THE INPUT
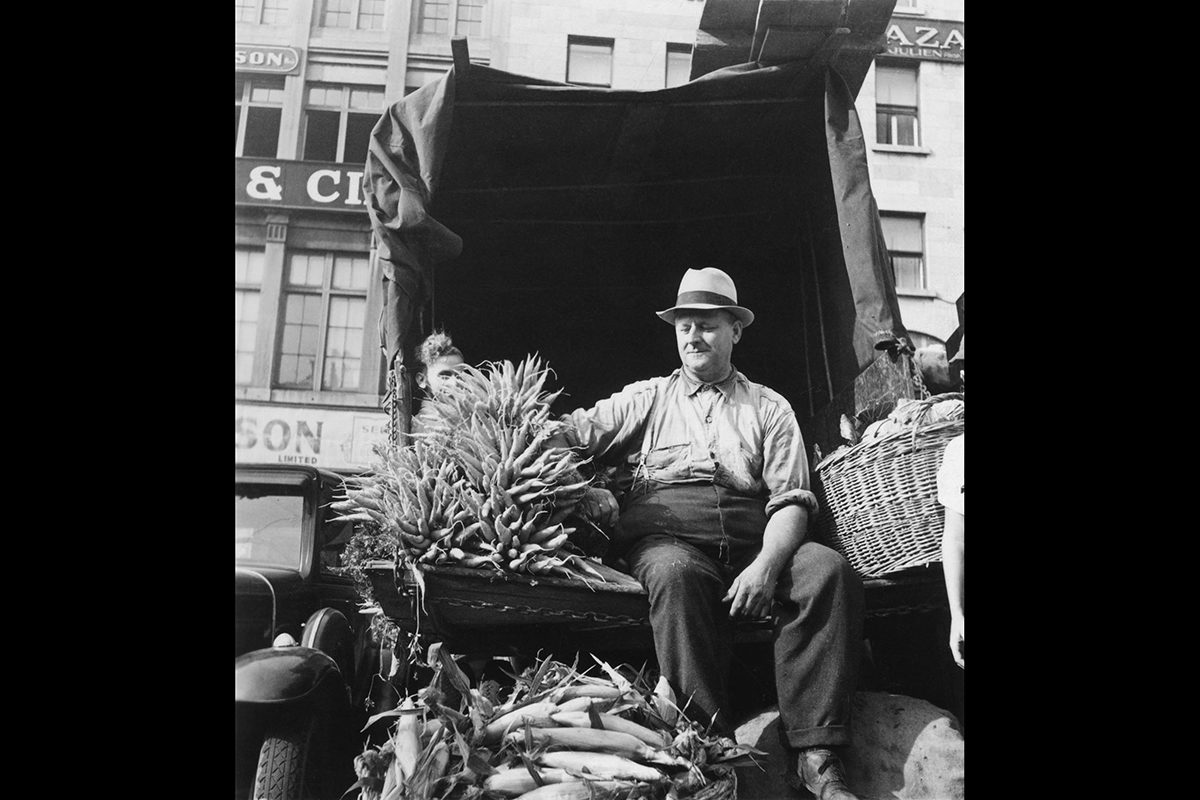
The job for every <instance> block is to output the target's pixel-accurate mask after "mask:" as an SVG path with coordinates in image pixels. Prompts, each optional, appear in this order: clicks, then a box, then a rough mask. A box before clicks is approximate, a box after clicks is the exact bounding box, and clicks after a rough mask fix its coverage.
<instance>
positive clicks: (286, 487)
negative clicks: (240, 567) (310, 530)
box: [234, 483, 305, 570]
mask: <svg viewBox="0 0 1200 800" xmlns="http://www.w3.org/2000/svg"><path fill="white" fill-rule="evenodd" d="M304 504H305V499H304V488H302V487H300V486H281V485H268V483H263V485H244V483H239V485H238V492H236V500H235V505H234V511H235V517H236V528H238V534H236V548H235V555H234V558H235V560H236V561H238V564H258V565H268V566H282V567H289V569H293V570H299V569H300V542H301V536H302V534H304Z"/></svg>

==

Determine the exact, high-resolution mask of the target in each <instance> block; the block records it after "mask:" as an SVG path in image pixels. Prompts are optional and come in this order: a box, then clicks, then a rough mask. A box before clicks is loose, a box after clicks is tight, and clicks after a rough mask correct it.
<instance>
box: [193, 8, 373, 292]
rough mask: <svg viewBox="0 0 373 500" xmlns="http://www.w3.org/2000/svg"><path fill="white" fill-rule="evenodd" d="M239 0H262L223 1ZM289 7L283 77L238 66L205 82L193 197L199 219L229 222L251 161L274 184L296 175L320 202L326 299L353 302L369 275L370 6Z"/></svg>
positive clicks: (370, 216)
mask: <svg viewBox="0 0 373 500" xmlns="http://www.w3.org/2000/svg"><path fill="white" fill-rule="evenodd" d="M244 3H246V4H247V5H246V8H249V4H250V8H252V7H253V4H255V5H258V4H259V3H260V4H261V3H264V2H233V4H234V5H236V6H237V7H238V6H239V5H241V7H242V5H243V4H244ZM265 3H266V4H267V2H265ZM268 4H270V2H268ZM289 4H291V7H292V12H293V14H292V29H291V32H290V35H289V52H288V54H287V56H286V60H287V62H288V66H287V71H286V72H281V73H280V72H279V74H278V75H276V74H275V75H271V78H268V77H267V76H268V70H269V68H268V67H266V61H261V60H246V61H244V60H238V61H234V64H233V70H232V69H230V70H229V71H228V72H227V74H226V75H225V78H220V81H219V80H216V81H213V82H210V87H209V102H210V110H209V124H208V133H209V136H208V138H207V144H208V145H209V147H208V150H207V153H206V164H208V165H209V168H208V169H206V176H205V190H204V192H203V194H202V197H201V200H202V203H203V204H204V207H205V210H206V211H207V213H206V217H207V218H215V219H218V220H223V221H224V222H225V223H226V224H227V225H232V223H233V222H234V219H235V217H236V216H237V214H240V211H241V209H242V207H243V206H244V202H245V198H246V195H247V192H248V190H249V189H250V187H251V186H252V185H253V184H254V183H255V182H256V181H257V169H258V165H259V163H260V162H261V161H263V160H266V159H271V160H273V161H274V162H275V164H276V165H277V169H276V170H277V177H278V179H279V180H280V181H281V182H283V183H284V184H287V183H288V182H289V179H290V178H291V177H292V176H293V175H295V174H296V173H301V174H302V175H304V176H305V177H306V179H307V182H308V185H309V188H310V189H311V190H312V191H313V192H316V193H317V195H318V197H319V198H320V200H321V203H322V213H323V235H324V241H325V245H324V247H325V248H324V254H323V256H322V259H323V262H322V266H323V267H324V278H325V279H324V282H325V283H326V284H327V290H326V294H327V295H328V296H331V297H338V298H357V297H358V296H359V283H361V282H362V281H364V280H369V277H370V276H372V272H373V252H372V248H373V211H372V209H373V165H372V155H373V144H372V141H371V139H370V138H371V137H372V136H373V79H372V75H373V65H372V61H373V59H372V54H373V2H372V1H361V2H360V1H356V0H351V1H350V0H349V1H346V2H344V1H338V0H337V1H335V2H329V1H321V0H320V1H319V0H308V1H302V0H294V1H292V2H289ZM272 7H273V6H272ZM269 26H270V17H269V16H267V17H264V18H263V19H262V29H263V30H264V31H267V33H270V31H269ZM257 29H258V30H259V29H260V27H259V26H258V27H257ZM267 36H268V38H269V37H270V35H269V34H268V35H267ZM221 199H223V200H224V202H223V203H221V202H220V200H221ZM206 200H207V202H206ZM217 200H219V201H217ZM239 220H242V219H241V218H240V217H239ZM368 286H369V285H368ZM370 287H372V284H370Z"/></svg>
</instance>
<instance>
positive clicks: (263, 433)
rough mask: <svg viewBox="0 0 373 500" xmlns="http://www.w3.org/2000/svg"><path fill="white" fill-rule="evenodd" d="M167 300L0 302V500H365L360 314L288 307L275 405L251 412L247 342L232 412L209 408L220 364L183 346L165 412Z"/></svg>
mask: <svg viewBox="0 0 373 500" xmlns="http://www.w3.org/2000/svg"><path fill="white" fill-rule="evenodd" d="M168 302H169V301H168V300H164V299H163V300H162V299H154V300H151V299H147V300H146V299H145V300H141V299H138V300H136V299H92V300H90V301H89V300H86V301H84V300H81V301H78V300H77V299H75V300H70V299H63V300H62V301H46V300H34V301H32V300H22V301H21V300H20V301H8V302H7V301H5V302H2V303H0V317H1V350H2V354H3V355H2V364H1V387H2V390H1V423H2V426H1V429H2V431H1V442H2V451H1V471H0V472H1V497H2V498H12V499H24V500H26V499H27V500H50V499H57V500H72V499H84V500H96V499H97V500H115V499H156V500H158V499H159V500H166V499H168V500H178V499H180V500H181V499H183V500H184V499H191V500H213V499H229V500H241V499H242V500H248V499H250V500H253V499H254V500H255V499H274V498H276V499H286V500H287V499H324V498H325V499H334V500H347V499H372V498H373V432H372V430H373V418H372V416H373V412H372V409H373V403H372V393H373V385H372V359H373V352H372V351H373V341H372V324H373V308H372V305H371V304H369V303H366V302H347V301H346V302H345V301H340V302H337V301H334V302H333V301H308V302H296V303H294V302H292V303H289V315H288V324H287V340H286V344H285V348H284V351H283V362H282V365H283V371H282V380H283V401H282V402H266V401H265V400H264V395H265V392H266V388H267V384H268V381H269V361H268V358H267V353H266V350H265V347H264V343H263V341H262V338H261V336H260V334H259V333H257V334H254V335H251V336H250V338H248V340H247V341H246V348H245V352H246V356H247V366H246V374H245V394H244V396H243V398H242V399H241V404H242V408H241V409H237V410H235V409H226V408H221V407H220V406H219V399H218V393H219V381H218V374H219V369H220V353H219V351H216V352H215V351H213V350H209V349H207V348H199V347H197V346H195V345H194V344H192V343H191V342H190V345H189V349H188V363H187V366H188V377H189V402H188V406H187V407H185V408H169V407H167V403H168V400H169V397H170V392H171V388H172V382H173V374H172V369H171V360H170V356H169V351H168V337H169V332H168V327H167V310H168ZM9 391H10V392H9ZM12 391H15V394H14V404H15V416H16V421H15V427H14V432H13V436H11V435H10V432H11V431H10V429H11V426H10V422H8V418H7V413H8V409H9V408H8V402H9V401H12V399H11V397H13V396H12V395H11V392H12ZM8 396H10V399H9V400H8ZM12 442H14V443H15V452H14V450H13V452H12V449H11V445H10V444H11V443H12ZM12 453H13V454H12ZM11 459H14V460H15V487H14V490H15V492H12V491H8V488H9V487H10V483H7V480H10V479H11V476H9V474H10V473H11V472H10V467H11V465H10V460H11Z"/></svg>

==

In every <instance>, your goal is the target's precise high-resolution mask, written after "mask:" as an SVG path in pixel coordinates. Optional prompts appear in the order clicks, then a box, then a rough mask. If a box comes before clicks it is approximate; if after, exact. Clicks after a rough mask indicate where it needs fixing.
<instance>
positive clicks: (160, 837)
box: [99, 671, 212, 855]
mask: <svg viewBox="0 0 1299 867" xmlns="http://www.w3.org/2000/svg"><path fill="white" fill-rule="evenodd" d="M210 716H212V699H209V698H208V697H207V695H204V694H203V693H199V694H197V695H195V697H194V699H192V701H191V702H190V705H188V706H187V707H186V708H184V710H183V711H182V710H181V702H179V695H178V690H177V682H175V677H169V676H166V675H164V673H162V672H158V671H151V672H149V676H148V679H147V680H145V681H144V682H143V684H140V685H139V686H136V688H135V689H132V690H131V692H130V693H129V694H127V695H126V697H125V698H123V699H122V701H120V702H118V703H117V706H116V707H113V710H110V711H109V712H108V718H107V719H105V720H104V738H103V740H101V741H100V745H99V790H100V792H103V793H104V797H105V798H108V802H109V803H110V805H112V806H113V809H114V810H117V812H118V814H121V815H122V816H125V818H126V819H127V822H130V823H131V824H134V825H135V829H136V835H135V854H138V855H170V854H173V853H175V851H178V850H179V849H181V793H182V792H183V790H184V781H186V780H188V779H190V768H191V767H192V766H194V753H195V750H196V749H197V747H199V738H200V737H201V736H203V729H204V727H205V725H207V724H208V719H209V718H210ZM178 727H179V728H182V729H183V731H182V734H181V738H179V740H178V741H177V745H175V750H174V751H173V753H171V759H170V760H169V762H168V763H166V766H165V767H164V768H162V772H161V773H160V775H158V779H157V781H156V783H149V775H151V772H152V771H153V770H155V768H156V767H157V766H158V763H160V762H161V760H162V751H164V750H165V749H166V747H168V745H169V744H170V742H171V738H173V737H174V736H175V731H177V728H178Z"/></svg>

WHAT THE TASK REQUIRES
With "high" as the string to match, show every line of the entries above that has it.

WORKED SOLUTION
Determine the exact, high-resolution mask of the target in each <instance> block; the block records it after "mask:" as an SVG path in image pixels. Prompts are optional and come in this order: a box, then clicks, then a rough mask. A box before clicks is loose, a box after clicks is tight, and clicks after a rough mask correct it.
In every <instance>, your goal is the target's precise high-resolution mask, written after "mask:" as an SVG path in pixel coordinates. Optional prompts appear in the order clicks, then a box, then a rough mask. If a box comes before clicks it is approximate; if after, exact. Clicks after a rough mask indicate where it needs fixing.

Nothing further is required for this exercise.